START GIVEN RECORDS

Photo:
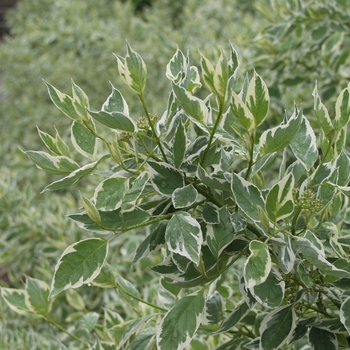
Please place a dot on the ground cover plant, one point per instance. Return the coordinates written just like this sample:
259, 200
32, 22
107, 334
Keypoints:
238, 231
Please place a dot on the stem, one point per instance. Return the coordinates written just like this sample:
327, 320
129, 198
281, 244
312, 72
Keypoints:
54, 323
152, 127
141, 300
216, 125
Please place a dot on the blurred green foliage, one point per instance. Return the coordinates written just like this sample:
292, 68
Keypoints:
291, 43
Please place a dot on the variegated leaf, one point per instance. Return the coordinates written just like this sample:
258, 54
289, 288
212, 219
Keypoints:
277, 327
193, 106
110, 192
179, 325
342, 109
279, 137
279, 201
83, 140
247, 196
258, 265
79, 264
184, 197
345, 314
304, 144
165, 178
258, 99
183, 236
321, 112
220, 235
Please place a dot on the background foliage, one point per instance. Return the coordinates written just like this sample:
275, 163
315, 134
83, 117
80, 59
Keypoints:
290, 43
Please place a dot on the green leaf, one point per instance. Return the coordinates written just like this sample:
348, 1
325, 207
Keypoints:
54, 144
179, 145
116, 103
73, 177
183, 236
345, 314
280, 136
210, 213
213, 309
271, 292
91, 210
63, 102
234, 317
165, 178
153, 242
176, 68
242, 113
132, 194
79, 264
257, 99
38, 296
321, 113
83, 140
342, 109
279, 201
132, 69
144, 341
247, 196
134, 327
184, 197
321, 339
57, 165
316, 257
115, 120
193, 106
88, 321
220, 235
208, 73
17, 300
286, 255
277, 327
258, 265
179, 325
110, 192
304, 144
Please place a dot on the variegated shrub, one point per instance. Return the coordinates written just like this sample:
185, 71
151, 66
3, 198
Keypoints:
247, 226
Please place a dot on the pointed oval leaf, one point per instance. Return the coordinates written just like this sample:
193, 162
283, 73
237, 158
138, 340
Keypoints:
83, 140
179, 325
342, 109
62, 101
258, 99
345, 314
165, 178
110, 192
320, 339
79, 264
304, 144
193, 106
183, 236
184, 197
38, 296
220, 235
276, 328
57, 165
280, 136
279, 201
321, 112
248, 197
258, 265
115, 120
17, 300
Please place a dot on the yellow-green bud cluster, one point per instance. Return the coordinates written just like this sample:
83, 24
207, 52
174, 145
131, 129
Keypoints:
142, 122
308, 202
124, 136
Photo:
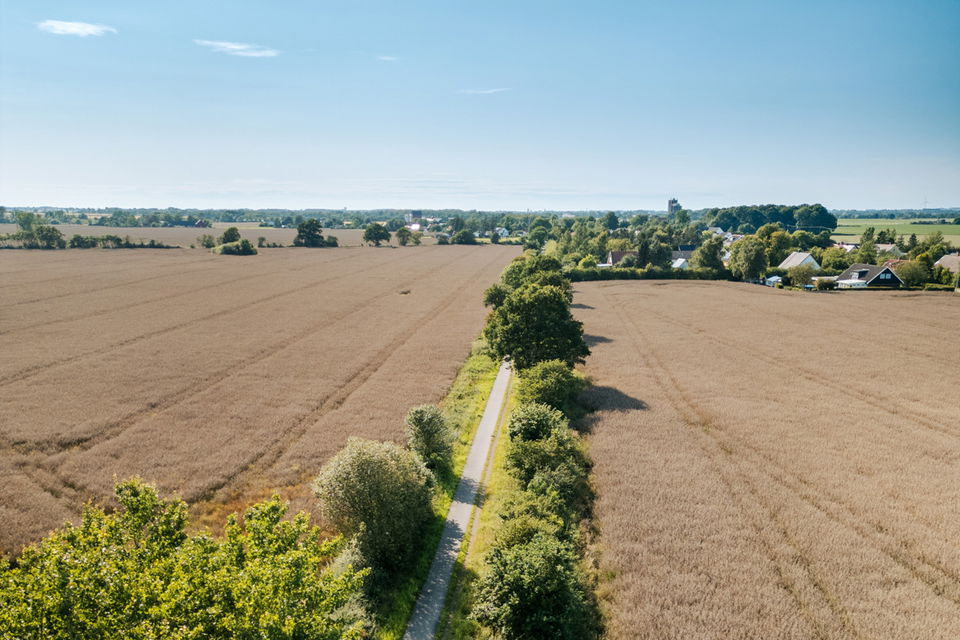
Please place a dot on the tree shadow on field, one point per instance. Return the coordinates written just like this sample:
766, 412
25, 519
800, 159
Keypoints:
606, 399
593, 340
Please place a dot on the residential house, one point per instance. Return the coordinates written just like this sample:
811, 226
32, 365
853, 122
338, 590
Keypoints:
951, 262
861, 276
800, 258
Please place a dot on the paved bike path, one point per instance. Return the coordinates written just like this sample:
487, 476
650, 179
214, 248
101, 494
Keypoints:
429, 606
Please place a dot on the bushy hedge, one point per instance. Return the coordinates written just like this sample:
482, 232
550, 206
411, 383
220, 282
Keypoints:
430, 437
650, 273
136, 574
379, 493
552, 383
533, 586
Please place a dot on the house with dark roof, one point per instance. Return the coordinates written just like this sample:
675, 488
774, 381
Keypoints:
799, 258
861, 276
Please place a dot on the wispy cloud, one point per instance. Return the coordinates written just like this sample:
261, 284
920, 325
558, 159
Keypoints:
478, 92
82, 29
239, 49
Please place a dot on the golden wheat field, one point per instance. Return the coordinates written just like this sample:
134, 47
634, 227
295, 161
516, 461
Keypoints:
775, 464
220, 378
185, 236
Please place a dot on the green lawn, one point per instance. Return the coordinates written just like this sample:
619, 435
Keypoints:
850, 229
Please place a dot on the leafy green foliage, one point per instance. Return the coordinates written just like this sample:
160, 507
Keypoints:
709, 255
534, 324
232, 234
535, 421
136, 574
748, 258
430, 437
535, 590
240, 248
375, 233
553, 383
309, 234
380, 493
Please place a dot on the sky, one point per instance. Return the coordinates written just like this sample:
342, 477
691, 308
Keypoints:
497, 105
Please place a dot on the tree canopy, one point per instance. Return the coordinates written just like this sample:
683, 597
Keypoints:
534, 324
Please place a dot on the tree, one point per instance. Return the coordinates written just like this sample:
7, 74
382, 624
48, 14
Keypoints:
534, 590
464, 236
379, 493
535, 421
232, 234
135, 573
748, 258
552, 383
375, 233
404, 236
867, 253
709, 255
309, 234
912, 273
430, 437
534, 324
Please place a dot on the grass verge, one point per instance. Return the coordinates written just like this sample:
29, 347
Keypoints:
463, 406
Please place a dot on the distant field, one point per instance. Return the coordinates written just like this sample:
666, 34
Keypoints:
220, 378
775, 464
850, 229
185, 236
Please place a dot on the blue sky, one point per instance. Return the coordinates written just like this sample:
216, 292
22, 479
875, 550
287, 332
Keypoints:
489, 105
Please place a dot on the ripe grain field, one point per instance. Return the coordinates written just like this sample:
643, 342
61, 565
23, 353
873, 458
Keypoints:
775, 464
217, 377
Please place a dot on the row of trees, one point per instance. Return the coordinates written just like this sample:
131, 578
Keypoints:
533, 585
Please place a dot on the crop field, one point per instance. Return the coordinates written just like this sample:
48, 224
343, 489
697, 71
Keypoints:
185, 236
775, 464
219, 378
850, 229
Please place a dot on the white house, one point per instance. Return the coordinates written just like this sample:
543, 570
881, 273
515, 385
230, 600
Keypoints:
800, 258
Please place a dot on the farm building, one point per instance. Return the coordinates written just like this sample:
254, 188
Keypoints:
799, 258
951, 262
890, 249
861, 276
616, 256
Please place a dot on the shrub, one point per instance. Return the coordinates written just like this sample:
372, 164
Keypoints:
464, 236
535, 590
241, 248
135, 573
553, 383
430, 437
232, 234
535, 421
380, 493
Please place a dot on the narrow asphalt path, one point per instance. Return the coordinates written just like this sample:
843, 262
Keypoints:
429, 606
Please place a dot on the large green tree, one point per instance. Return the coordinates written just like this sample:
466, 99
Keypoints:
534, 324
309, 234
748, 258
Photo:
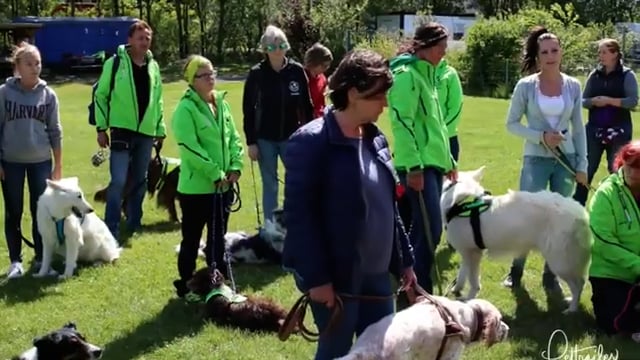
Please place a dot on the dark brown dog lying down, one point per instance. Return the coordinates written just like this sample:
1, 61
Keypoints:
159, 180
224, 307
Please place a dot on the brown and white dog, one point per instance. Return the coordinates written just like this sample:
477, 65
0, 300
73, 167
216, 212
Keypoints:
419, 332
225, 307
161, 183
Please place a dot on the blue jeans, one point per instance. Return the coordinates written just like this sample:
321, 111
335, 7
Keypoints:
537, 173
13, 192
454, 146
268, 162
357, 315
136, 160
423, 253
595, 148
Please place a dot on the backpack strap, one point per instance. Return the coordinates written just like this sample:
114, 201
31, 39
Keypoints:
112, 81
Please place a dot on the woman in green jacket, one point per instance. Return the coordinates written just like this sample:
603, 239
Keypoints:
615, 254
211, 160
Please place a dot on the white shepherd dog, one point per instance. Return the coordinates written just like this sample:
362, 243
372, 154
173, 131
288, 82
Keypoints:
69, 227
513, 224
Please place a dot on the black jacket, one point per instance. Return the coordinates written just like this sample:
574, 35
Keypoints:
275, 104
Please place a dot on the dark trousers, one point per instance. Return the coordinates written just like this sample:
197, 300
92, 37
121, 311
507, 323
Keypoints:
199, 210
13, 193
614, 305
454, 147
595, 149
357, 315
423, 253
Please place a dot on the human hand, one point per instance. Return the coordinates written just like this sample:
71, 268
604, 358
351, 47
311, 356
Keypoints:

END GIVEN RECORDS

WHAT IS REQUIRED: Take every line from the records that holds "brown" and copy it down.

THE COMPLETED TASK:
Please place a dot on the dark brown dog lying down, one point per instance. Return the coordinates written just like this sample:
Please place a dot on the brown and white dog, one point per instance. Return the coordinates written just like this sample:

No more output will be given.